◆ **Supplied passage**:
========
Topic 1-06: GO/KEGG gene sets for other organisms
Zuguang Gu z.gu@dkfz.de
2025-05-31
Source:vignettes/topic1_06_more_gene_sets.Rmd
topic1_06_more_gene_sets.RmdBesides those well-studied organisms, there are also resources for less well-studies organisms, mainly for KEGG and GO gene sets.
KEGG pathways
KEGG pathway supports a huge number of organisms. You just need to find the corresponding organism code:
read.table(url("https://rest.kegg.jp/list/pathway/hsa"), sep = "\t")
read.table(url("https://rest.kegg.jp/list/pathway/ptr"), sep = "\t")
read.table(url("https://rest.kegg.jp/list/pathway/pps"), sep = "\t")
read.table(url("https://rest.kegg.jp/list/pathway/ggo"), sep = "\t")
read.table(url("https://rest.kegg.jp/list/pathway/pon"), sep = "\t")
...Or use the helper function from GSEAtopics:
load_kegg_genesets(organism)OrgDb packages
Biocondutor core team maintaines org.*.db packages for 18 organisms.
| Package | Organism | Package | Organism |
|---|---|---|---|
org.Hs.eg.db |
Human | org.Ss.eg.db |
Pig |
org.Mm.eg.db |
Mouse | org.Gg.eg.db |
Chicken |
org.Rn.eg.db |
Rat | org.Mmu.eg.db |
Rhesus monkey |
org.Dm.eg.db |
Fruit fly | org.Cf.eg.db |
Canine |
org.At.tair.db |
Arabidopsis | org.EcK12.eg.db |
E coli strain K12 |
org.Sc.sgd.db |
Yeast | org.Xl.eg.db |
African clawed frog |
org.Dr.eg.db |
Zebrafish | org.Ag.eg.db |
Malaria mosquito |
org.Ce.eg.db |
Nematode | org.Pt.eg.db |
Chimpanzee |
org.Bt.eg.db |
Bovine | org.EcSakai.eg.db |
E coli strain Sakai |
These org.*.db packages can be used in the same way as what we have seen with the org.Hs.eg.db package.
select(org.*.db, keys = keys(org.*.db), columns = c("GOALL", "ONTOLOGYALL"))
select(org.*.db, keys = "BP", keytype = "ONTOLOGYALL", columns = c("ENTREZID", "GOALL"))
as.list(org.*.egGO2ALLEGS)Note if the primary ID type is not EntreZ ID, the name of the object might be different.
AnnotationHub
On AnnotationHub, there are OrgDb
objects for a huge number of other organisms (~2000) which can be used
for getting GO genes and mappings between gene IDs.
========
◆ **Dataset**:
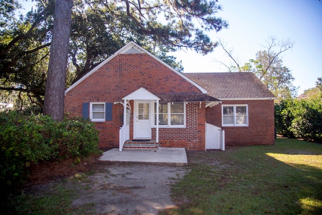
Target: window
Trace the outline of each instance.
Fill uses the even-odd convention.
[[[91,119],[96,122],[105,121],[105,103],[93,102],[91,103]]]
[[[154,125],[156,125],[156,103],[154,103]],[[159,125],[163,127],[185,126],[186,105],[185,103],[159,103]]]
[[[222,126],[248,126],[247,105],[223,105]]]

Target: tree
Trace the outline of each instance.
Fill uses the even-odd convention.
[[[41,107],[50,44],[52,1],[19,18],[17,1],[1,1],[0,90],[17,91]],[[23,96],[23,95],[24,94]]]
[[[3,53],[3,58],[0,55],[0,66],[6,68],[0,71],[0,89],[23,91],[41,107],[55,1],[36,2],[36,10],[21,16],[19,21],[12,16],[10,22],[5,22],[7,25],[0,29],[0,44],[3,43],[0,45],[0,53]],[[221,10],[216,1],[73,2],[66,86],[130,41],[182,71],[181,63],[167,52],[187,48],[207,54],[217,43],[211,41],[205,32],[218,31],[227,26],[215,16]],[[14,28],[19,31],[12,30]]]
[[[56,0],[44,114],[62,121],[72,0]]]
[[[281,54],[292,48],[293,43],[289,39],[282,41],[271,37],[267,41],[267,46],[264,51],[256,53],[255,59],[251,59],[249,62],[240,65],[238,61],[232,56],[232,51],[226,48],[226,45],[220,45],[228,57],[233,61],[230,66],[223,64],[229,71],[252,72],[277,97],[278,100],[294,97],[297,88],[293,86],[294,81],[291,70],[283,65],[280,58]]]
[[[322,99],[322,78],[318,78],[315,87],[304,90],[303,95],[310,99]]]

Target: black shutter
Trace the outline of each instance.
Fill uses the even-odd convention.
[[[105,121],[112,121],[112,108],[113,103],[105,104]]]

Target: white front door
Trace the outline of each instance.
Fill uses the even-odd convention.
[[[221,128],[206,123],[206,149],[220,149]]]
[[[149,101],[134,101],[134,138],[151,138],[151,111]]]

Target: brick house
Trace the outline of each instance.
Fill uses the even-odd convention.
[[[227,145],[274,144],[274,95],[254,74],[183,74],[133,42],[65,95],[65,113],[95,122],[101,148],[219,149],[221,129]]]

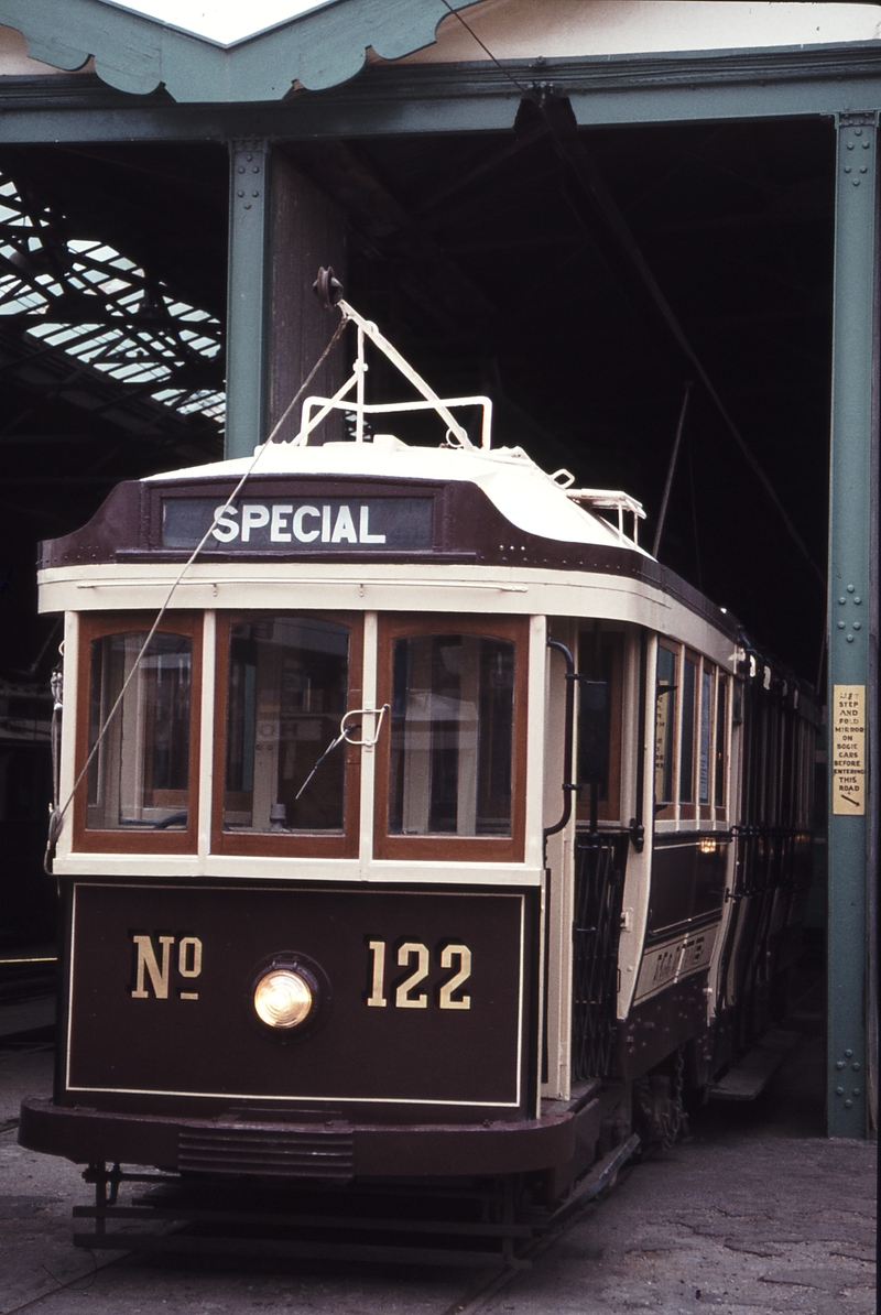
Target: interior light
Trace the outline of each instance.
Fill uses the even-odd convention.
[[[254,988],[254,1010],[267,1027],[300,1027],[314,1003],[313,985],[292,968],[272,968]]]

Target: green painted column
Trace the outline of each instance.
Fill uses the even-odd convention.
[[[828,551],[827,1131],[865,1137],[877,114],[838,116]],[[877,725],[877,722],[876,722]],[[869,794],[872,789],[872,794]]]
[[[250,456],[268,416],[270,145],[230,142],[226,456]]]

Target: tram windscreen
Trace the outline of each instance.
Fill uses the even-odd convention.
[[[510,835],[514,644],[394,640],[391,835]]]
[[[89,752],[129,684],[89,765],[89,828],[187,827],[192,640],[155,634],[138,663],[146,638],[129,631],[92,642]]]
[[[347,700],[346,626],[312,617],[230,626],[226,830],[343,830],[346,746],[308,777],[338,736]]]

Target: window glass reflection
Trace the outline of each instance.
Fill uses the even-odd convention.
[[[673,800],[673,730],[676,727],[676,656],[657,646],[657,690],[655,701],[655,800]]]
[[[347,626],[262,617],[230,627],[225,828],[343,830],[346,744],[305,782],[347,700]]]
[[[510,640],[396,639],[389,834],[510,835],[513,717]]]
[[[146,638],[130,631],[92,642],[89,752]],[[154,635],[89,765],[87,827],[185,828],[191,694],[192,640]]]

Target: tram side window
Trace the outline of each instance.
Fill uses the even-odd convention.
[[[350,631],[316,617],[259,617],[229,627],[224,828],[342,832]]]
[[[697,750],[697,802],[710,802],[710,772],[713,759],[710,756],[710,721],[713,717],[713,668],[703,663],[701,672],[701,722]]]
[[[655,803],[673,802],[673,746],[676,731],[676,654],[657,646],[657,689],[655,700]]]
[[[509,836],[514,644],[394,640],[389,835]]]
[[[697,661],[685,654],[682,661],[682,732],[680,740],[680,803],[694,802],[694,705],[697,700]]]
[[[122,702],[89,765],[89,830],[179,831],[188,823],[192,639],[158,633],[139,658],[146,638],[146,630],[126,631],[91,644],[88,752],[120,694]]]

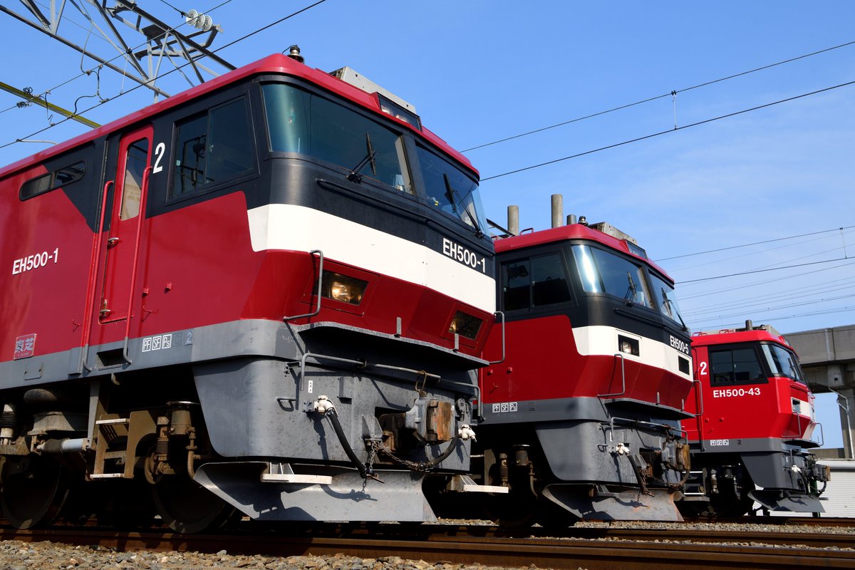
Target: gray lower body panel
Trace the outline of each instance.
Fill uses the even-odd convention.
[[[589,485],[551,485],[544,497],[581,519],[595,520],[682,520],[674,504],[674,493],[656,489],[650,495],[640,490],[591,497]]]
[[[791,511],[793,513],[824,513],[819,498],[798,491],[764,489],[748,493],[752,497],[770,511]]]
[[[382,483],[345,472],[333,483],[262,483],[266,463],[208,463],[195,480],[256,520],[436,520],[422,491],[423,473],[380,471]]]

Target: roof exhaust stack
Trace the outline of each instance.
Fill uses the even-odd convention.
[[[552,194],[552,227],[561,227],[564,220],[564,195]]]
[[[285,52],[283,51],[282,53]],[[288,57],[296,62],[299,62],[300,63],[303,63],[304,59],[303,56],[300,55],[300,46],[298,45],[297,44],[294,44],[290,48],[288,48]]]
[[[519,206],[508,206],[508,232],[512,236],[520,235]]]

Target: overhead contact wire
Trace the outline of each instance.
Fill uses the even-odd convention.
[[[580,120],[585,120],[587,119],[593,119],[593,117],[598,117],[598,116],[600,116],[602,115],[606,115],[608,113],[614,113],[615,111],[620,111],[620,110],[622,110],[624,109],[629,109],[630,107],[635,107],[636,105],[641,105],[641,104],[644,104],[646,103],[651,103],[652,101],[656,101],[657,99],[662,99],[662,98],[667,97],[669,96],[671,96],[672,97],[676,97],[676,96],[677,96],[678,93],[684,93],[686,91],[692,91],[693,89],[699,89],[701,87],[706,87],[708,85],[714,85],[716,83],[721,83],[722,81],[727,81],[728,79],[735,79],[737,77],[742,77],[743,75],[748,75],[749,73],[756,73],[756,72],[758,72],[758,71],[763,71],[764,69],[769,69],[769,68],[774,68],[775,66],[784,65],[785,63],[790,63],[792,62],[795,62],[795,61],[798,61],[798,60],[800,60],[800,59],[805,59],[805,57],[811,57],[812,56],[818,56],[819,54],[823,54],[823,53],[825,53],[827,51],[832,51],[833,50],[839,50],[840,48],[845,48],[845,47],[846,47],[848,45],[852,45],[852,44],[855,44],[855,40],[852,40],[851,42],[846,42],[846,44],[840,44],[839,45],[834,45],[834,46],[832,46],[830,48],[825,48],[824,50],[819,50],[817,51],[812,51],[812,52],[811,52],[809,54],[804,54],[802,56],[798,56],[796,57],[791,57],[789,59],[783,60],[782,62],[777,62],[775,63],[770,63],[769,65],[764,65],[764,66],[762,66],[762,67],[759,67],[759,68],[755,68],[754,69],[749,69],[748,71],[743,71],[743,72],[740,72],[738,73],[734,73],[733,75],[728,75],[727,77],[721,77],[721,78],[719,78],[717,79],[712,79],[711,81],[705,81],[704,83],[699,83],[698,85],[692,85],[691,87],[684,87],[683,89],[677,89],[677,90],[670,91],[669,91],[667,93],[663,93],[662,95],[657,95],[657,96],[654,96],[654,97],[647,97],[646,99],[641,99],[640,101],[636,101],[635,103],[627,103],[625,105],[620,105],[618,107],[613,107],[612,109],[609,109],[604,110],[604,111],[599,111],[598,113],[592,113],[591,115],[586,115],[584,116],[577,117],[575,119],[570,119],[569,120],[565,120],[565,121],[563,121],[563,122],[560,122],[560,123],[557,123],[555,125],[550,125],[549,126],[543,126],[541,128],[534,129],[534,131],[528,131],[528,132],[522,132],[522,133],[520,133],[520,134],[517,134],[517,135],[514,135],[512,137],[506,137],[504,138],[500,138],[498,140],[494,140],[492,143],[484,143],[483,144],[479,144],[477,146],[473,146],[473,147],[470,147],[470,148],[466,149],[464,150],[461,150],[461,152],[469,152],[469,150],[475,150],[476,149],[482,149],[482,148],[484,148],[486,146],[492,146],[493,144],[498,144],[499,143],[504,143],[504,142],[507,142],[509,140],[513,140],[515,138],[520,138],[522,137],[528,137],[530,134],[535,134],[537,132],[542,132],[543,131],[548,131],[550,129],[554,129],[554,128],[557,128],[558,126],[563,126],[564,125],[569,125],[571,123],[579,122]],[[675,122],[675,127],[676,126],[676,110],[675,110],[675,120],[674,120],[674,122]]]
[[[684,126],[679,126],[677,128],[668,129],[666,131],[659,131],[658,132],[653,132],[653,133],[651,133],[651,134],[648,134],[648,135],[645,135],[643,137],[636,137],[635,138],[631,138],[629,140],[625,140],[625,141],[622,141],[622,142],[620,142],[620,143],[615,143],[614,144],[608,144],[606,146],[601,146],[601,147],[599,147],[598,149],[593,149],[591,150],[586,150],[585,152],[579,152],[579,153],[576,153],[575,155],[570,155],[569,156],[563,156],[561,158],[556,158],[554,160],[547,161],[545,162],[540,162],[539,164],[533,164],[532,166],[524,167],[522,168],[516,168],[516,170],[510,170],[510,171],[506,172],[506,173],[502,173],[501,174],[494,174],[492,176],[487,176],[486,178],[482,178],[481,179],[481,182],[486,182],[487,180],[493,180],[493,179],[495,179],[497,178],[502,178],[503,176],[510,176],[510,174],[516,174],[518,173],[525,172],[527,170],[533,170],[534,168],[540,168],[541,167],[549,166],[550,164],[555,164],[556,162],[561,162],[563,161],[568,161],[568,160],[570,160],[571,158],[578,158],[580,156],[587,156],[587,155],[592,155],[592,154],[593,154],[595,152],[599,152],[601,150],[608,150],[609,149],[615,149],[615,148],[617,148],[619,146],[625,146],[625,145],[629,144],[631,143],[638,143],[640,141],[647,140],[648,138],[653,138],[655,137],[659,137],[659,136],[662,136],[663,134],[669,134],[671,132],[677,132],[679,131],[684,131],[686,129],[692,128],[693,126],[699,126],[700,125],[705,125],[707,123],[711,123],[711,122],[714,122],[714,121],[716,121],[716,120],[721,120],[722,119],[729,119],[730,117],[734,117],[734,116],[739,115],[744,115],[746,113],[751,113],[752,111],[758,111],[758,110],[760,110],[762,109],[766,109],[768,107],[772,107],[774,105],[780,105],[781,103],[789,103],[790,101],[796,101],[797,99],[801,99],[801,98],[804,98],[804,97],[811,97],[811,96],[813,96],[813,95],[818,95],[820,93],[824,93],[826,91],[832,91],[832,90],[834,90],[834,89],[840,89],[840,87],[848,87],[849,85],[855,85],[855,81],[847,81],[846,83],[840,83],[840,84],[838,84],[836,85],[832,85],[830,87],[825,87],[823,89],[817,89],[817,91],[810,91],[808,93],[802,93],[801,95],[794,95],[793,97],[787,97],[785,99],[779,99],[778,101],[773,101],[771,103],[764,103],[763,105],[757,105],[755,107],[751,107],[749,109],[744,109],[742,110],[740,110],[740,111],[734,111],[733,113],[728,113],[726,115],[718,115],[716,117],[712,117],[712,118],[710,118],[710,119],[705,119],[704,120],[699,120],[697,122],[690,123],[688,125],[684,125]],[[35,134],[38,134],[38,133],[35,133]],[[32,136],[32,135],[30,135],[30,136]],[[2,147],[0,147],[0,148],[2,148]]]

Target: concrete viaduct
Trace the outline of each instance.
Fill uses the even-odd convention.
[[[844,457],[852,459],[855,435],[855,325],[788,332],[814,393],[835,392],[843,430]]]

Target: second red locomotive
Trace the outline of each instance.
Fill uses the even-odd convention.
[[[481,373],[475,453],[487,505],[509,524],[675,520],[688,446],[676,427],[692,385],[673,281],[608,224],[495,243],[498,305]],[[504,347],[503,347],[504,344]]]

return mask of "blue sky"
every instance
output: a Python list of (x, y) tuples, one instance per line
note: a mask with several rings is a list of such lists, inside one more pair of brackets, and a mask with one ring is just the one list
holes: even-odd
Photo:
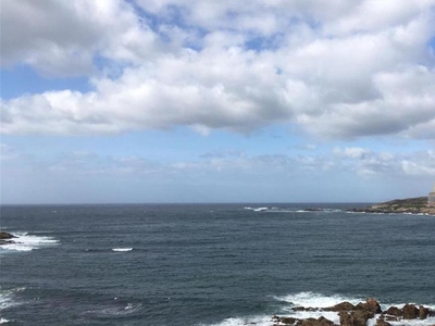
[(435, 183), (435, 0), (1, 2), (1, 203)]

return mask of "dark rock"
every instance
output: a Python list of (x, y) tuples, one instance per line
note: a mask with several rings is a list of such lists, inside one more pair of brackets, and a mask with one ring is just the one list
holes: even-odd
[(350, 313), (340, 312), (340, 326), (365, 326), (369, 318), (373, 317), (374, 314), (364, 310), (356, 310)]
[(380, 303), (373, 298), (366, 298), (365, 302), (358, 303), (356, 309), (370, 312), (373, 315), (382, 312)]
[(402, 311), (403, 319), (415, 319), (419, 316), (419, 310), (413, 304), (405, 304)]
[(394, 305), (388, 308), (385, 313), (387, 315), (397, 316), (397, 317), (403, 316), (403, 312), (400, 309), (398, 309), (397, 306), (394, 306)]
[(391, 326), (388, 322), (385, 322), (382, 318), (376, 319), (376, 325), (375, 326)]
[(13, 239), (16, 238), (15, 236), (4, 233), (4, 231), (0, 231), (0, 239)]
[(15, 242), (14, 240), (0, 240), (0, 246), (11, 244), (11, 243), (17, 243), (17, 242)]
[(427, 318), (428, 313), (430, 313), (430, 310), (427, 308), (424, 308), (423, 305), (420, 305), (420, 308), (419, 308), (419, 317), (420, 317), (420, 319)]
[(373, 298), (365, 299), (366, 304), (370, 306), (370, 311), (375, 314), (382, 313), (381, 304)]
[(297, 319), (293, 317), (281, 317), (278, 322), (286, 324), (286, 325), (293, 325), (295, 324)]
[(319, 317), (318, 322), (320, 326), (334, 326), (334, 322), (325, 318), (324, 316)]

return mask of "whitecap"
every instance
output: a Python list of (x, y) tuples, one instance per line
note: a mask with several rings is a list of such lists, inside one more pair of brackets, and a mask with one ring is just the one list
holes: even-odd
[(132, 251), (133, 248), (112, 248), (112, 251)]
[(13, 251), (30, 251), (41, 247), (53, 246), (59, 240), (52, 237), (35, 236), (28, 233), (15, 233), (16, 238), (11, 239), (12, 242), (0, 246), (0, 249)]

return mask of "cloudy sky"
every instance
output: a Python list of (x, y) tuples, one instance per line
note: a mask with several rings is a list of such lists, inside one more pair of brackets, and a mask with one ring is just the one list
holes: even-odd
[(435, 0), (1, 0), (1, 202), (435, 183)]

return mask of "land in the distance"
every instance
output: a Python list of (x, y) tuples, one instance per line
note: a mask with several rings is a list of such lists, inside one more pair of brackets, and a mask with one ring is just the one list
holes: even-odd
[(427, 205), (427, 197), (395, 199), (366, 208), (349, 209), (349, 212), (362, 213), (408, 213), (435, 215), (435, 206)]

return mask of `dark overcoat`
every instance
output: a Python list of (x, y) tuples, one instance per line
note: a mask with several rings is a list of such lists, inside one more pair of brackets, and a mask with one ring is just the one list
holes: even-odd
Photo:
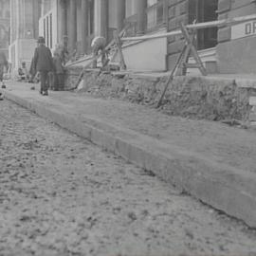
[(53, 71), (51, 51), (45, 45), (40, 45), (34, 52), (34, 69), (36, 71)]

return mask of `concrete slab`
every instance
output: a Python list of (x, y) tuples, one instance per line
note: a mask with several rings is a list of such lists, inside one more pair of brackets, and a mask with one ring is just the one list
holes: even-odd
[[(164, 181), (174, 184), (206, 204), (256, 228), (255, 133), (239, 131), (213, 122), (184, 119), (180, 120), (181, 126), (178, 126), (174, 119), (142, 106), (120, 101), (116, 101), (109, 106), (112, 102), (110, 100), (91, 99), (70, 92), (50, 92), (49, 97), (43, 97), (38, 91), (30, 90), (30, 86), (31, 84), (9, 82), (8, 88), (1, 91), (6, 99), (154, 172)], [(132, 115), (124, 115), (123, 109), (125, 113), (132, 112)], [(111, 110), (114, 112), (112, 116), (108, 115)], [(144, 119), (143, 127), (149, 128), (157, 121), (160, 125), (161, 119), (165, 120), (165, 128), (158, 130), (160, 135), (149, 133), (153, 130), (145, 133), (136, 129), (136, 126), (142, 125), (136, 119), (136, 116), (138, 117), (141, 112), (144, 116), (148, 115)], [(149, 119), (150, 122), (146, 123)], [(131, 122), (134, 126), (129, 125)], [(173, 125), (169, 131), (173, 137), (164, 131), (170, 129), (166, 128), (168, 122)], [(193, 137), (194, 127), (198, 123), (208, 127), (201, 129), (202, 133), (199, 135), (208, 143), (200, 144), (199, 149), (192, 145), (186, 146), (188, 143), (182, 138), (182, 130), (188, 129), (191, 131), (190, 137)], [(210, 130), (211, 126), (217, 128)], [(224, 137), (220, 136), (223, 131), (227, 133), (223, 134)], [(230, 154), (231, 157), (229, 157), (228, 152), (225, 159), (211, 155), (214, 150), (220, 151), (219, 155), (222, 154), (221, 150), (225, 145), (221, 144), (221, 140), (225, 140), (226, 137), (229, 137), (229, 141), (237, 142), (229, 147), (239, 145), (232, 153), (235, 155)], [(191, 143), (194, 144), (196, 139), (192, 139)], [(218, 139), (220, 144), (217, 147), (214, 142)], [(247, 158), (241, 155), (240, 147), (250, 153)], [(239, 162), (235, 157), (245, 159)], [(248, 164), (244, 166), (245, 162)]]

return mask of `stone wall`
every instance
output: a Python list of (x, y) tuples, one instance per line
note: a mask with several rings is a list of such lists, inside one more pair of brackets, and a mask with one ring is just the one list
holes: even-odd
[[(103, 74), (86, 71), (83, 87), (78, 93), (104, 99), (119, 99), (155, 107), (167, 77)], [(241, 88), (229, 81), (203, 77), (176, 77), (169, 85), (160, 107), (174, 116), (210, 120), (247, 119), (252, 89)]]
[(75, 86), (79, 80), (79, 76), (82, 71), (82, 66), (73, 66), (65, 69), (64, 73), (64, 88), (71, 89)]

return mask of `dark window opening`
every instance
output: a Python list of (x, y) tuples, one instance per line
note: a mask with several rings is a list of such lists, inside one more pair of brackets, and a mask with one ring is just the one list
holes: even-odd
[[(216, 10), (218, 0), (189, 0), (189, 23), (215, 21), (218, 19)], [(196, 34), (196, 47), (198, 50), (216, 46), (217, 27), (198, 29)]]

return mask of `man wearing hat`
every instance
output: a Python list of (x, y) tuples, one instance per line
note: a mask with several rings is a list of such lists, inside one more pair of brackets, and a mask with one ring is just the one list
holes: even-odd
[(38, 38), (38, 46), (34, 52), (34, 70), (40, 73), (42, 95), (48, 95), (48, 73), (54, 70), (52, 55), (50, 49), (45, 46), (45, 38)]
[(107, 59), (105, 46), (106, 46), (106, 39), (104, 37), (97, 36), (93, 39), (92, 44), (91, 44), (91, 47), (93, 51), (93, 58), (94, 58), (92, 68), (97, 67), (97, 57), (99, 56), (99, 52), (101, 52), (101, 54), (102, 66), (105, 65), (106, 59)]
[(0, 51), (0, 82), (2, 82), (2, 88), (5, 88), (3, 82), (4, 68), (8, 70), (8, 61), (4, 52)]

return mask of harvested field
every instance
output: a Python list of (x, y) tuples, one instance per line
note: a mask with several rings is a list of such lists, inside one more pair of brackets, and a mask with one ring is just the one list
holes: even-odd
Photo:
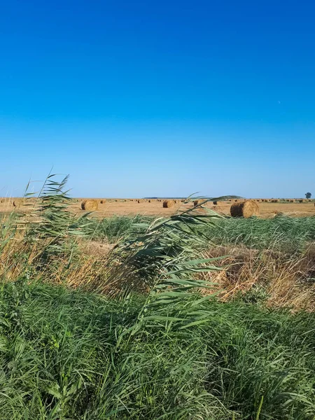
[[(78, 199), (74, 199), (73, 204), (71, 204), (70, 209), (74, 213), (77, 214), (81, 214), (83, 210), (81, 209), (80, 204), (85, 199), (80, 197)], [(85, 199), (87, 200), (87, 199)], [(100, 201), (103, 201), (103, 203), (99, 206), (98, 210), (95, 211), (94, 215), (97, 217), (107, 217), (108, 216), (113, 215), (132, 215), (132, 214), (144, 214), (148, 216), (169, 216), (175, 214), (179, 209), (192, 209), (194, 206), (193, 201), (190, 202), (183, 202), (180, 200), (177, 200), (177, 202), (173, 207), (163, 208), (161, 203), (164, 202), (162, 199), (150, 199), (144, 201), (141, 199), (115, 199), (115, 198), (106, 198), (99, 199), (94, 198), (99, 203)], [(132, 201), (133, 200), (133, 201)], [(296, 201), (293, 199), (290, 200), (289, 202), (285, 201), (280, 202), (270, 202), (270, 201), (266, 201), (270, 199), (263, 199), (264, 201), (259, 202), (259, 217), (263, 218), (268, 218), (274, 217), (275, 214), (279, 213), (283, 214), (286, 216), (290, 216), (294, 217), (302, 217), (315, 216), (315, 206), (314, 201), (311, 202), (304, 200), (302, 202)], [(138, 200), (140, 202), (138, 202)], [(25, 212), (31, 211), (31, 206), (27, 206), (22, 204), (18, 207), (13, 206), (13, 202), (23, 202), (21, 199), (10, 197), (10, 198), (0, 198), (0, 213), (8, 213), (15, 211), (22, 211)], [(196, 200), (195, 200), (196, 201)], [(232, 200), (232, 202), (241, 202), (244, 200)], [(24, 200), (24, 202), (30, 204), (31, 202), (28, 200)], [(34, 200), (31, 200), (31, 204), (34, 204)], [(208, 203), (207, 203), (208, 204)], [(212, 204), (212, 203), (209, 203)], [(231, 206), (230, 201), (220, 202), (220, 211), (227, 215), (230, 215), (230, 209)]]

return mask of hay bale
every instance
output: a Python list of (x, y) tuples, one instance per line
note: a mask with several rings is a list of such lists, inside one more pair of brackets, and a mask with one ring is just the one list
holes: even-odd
========
◆ **Instructions**:
[A] According to the vignette on GO/KEGG gene sets for other organisms, for how many organisms does the Bioconductor core team maintain org.*.db packages?
[B] Repeat the vignette on GO/KEGG gene sets for other organisms word for word, from "as.list(org.*.egGO2ALLEGS)Note if the" up to and including "between gene IDs.".

◆ **Answers for the tasks**:
[A] 18 organisms.

[B]
as.list(org.*.egGO2ALLEGS)Note if the primary ID type is not EntreZ ID, the name of the object might be different.
AnnotationHub
On AnnotationHub, there are OrgDb
objects for a huge number of other organisms (~2000) which can be used
for getting GO genes and mappings between gene IDs.